Each line of the records below that holds "hand" should be returned.

◇ ◇ ◇ ◇ ◇ ◇ ◇

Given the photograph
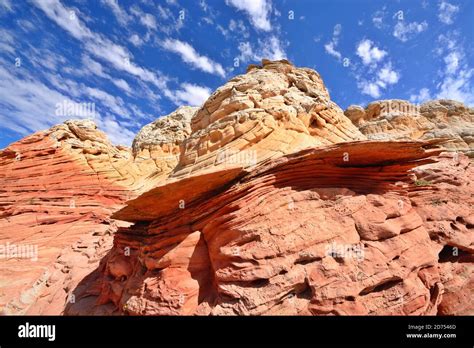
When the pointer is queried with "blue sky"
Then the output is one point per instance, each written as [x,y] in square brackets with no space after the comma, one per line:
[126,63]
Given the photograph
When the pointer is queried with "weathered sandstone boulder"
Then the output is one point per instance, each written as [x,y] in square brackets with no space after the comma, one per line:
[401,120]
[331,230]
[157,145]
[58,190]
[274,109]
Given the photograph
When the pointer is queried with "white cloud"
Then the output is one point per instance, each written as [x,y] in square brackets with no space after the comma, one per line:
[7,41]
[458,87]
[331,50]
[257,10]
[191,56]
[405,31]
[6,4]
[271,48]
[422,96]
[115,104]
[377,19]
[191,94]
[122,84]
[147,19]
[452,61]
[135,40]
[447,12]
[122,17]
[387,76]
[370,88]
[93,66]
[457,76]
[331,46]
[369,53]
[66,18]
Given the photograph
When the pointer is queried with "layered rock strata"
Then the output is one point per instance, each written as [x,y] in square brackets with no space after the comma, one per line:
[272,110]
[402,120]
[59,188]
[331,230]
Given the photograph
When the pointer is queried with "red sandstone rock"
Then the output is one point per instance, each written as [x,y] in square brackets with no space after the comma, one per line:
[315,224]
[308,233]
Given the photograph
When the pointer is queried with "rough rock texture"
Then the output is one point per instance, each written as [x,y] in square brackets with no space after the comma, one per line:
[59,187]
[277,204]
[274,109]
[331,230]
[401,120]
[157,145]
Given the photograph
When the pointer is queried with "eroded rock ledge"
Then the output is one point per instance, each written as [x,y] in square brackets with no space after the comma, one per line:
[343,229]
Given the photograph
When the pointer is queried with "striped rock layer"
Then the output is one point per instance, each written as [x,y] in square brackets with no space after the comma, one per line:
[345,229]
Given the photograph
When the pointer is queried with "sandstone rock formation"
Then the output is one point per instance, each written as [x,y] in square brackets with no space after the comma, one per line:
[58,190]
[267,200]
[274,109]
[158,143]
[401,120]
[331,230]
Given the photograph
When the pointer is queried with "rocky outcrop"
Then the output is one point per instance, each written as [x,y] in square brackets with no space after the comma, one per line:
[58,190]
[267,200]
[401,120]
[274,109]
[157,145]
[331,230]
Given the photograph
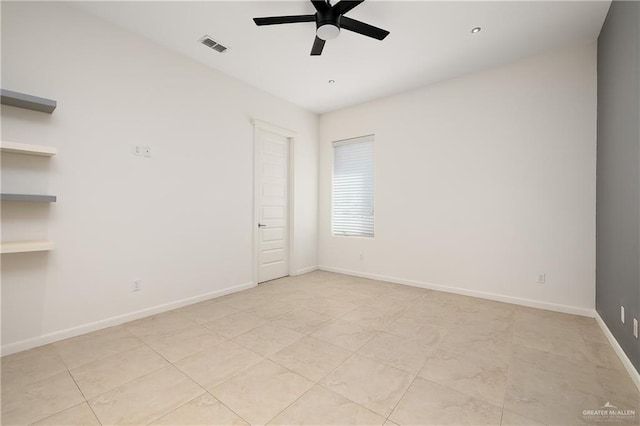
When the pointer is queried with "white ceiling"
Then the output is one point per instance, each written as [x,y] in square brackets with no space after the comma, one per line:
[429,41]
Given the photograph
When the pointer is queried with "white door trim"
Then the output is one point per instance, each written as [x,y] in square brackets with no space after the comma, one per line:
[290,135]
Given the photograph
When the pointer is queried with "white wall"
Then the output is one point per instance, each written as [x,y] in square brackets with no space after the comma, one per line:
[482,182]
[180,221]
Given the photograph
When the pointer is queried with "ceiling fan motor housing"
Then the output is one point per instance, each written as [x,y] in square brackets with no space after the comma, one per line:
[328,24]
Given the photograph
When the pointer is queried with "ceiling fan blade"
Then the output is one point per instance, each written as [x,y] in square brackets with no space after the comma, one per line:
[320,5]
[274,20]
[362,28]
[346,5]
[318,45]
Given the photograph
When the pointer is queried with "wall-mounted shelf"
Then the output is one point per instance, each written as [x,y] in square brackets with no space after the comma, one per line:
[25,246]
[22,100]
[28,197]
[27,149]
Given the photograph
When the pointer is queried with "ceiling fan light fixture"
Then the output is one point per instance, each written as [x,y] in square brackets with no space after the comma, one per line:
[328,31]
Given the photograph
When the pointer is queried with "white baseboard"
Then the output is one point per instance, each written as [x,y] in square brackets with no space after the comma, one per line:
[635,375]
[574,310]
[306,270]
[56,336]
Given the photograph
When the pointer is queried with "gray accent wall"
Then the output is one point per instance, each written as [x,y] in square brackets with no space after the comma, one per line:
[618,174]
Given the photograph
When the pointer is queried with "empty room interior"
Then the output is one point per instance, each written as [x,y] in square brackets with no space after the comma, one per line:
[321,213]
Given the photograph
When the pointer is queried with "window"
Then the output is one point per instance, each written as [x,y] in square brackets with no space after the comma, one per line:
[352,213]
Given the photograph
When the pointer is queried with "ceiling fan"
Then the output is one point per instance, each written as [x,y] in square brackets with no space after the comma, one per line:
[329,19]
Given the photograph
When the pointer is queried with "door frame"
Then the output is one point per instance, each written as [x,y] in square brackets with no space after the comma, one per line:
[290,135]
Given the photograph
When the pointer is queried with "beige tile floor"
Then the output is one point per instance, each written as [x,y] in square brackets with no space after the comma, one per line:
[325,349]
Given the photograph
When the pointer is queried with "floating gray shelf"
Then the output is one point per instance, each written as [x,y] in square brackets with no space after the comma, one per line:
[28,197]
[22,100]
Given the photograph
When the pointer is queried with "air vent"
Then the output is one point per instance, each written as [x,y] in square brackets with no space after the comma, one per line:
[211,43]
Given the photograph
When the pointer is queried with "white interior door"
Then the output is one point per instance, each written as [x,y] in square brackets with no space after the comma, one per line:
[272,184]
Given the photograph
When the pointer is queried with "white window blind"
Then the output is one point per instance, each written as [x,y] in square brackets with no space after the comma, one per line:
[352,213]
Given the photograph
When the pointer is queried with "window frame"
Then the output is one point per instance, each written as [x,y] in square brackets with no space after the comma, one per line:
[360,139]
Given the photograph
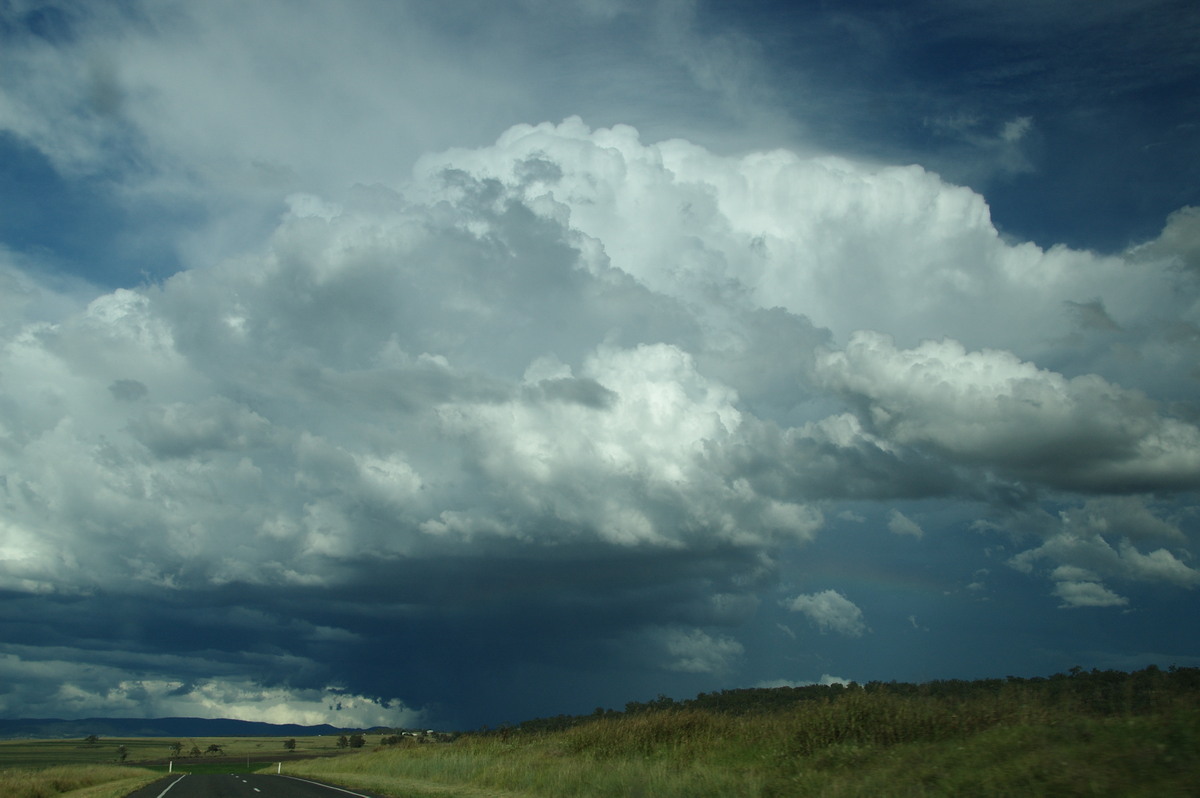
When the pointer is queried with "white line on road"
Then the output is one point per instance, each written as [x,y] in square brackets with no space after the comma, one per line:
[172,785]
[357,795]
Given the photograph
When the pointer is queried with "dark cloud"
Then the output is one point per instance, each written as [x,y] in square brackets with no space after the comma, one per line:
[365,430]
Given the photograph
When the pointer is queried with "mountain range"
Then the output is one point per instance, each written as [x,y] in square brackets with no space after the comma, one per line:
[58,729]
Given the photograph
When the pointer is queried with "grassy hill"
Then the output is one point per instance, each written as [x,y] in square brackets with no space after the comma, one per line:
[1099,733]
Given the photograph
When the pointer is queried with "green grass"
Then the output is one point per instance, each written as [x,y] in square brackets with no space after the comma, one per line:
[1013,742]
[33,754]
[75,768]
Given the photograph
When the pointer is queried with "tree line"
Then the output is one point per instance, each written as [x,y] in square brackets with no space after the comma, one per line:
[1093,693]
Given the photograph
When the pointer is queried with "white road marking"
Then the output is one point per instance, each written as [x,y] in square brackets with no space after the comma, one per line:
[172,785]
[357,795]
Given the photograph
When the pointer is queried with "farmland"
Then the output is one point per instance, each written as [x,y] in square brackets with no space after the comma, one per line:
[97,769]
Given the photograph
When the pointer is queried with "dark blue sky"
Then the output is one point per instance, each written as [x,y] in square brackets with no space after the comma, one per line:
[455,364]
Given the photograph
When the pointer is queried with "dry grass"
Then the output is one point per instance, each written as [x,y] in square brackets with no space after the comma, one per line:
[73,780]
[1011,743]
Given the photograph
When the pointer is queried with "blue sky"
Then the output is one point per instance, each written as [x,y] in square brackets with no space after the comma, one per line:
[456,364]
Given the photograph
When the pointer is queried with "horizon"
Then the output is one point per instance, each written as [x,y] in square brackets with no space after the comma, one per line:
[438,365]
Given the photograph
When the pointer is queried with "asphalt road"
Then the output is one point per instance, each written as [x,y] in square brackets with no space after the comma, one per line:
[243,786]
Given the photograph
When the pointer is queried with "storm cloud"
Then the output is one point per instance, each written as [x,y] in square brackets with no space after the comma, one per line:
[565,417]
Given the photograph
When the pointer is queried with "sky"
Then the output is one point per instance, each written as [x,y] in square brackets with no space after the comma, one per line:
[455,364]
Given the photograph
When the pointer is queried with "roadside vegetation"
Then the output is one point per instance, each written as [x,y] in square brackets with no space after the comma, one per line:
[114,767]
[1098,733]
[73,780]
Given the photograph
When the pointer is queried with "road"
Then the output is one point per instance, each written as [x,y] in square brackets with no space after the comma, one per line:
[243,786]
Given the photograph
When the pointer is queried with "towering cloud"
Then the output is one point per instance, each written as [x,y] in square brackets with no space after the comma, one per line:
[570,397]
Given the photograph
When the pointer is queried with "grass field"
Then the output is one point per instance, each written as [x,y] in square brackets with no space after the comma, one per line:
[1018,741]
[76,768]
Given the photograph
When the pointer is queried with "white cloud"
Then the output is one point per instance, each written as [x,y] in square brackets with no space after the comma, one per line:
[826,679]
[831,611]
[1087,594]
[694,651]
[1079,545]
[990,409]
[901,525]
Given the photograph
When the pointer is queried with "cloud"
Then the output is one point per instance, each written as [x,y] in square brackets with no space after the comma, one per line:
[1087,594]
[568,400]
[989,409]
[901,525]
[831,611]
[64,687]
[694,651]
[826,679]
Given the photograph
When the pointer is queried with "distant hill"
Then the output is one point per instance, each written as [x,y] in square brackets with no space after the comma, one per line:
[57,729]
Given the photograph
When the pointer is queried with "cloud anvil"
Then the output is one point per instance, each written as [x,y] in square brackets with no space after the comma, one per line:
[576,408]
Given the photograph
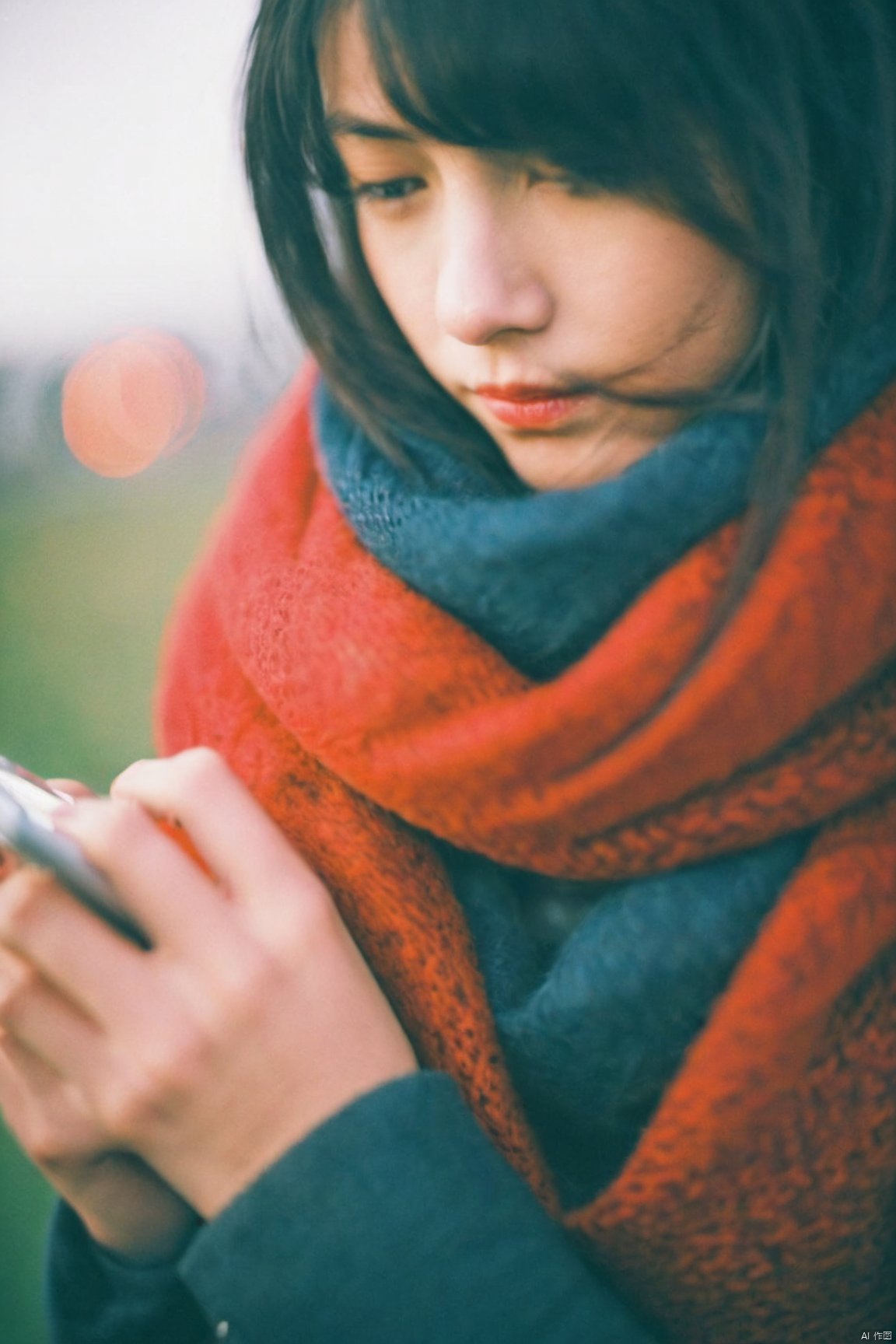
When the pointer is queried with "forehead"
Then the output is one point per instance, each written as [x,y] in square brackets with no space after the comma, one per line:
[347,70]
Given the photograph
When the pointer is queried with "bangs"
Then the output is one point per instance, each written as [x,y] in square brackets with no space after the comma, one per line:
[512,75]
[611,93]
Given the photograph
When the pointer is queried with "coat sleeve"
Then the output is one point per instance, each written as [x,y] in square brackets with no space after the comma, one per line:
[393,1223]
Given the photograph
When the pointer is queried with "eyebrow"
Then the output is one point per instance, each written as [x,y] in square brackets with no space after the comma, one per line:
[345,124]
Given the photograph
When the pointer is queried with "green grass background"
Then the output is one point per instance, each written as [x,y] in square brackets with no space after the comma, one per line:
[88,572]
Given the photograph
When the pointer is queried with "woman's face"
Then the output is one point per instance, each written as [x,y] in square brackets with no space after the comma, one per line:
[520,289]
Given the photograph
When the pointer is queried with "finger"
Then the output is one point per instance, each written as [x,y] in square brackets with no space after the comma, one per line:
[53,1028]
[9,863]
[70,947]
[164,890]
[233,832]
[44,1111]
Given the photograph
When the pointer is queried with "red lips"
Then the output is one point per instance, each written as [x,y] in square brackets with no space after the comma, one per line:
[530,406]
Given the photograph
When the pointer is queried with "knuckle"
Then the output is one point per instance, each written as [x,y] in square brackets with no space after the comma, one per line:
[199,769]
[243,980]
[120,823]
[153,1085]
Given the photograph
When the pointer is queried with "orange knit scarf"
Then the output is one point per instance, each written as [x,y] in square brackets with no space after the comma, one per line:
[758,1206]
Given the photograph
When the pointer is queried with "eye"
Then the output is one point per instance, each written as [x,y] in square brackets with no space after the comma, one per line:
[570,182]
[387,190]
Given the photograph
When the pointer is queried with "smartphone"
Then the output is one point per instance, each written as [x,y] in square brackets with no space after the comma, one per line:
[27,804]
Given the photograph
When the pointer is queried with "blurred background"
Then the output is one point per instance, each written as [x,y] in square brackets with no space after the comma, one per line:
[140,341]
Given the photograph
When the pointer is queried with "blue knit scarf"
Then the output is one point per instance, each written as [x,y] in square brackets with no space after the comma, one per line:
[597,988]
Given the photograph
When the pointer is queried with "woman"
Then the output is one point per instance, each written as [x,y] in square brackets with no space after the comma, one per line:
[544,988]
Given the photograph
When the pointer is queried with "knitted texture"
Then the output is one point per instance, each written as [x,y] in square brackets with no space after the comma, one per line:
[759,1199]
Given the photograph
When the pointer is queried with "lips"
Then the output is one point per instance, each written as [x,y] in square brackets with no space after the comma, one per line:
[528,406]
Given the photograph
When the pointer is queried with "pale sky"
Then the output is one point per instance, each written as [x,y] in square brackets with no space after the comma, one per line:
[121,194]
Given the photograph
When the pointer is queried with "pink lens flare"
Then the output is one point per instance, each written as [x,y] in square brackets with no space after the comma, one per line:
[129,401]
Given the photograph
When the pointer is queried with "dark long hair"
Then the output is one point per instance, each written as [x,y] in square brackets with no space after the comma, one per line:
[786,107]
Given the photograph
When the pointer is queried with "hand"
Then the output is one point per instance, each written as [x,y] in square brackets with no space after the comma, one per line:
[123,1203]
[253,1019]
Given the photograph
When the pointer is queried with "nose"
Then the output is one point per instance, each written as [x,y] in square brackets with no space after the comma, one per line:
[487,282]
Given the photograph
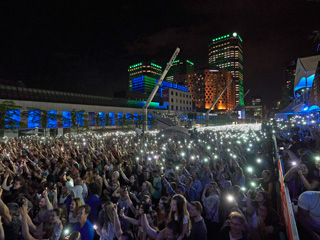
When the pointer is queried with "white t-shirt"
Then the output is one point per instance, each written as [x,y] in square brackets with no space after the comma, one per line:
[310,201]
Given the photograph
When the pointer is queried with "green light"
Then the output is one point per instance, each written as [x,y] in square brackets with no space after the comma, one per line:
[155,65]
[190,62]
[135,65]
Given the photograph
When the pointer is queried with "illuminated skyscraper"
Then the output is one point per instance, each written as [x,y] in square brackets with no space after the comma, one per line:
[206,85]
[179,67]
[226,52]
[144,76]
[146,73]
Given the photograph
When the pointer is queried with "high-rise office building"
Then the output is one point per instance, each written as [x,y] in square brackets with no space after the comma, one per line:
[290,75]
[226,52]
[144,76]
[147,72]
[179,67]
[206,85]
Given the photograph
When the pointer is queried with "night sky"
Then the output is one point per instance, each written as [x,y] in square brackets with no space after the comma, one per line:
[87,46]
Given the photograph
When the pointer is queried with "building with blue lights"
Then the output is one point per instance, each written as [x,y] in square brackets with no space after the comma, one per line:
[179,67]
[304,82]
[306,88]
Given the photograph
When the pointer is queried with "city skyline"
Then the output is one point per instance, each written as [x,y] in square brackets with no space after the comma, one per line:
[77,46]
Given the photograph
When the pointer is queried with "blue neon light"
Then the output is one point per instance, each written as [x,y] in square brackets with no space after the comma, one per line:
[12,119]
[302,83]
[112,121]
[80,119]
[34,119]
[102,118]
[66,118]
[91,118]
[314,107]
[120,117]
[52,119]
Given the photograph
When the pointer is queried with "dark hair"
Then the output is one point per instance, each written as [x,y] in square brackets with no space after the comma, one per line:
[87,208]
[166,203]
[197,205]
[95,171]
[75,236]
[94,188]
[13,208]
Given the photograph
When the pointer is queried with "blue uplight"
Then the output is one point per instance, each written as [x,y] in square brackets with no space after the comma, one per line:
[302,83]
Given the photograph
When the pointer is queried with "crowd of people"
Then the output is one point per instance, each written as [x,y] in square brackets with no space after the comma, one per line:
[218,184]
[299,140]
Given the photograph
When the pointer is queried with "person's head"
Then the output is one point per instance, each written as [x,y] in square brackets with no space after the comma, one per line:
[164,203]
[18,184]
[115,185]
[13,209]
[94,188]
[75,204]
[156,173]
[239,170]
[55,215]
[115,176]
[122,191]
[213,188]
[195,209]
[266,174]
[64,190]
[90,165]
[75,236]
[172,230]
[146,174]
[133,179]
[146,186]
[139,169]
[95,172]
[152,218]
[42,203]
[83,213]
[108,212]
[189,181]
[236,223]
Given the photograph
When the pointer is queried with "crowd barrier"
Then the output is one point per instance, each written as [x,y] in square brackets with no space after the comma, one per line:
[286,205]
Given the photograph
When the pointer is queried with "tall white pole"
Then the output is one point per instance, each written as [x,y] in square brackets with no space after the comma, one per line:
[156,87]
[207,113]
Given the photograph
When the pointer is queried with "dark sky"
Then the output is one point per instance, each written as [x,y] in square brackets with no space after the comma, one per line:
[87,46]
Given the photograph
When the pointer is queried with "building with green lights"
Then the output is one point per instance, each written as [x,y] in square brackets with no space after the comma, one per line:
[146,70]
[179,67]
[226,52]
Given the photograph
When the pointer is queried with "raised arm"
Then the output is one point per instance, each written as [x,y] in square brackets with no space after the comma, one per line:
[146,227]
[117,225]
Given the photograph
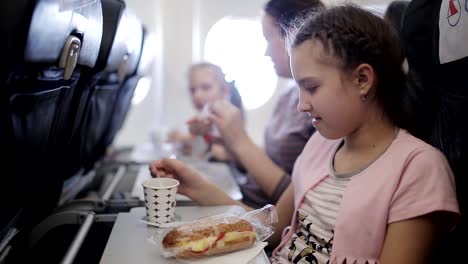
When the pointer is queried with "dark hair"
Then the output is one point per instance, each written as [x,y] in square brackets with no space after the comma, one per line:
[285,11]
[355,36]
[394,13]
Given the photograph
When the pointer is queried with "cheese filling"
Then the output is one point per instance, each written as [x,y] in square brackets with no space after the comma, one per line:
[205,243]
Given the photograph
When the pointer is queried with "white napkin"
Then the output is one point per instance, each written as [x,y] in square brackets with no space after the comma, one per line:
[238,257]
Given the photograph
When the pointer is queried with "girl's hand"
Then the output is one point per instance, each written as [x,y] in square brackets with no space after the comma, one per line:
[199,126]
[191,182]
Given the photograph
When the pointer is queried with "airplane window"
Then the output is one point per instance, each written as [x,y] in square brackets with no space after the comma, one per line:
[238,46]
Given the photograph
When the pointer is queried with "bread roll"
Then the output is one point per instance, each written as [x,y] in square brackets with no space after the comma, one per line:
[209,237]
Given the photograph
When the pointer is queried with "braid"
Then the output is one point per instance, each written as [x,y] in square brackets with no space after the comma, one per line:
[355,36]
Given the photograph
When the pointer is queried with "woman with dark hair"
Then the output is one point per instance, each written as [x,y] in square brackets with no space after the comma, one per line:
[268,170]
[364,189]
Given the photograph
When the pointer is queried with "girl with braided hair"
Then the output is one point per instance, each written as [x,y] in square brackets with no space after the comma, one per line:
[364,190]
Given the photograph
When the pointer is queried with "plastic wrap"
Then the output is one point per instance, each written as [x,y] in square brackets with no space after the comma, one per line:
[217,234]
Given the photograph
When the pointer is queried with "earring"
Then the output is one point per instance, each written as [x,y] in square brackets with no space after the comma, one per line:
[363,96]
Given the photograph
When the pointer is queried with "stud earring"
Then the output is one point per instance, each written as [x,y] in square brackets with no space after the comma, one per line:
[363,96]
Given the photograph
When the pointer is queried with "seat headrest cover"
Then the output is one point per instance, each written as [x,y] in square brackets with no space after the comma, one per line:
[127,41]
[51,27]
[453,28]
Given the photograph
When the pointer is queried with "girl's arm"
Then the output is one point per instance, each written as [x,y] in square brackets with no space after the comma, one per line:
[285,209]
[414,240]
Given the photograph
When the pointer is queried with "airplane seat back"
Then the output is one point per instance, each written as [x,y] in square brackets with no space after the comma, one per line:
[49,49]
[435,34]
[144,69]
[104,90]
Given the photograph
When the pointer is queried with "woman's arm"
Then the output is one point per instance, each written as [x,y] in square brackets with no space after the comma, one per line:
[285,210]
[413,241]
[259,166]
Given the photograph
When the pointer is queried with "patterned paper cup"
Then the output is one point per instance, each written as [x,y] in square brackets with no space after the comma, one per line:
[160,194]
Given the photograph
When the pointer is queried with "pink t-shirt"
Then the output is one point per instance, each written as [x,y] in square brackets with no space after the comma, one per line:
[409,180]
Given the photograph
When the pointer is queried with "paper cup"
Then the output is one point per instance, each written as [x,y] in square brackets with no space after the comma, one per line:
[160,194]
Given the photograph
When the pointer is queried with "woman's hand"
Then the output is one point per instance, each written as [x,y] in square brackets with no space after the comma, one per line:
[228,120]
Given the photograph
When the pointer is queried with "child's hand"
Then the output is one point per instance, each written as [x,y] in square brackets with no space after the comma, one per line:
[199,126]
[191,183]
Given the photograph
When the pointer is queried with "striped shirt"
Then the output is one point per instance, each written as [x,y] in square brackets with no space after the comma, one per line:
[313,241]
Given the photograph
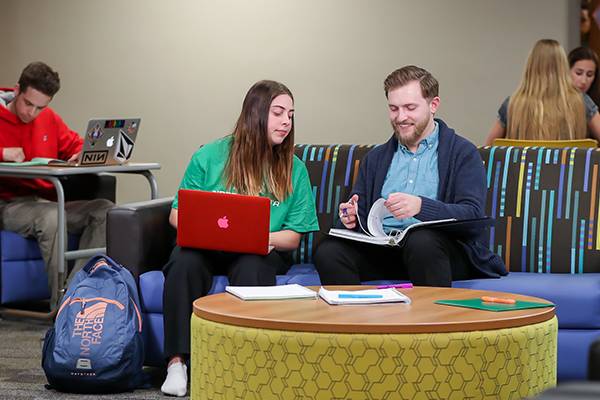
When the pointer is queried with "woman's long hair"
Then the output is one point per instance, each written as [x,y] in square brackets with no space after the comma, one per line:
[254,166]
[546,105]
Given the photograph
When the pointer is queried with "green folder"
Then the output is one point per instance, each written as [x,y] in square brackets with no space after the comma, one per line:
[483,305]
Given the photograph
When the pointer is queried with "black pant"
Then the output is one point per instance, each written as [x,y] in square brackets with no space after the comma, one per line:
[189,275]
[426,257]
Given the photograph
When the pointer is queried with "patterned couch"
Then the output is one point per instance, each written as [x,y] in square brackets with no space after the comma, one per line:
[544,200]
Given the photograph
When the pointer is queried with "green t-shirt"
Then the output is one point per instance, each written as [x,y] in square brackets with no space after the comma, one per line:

◇ ◇ ◇ ◇ ◇ ◇ ◇

Written answer ->
When the pointer is queried with "hand"
When the pointer is queried with "girl's hand"
When the pointer is queried with "woman's hand"
When the pointer is queried with "child's hand"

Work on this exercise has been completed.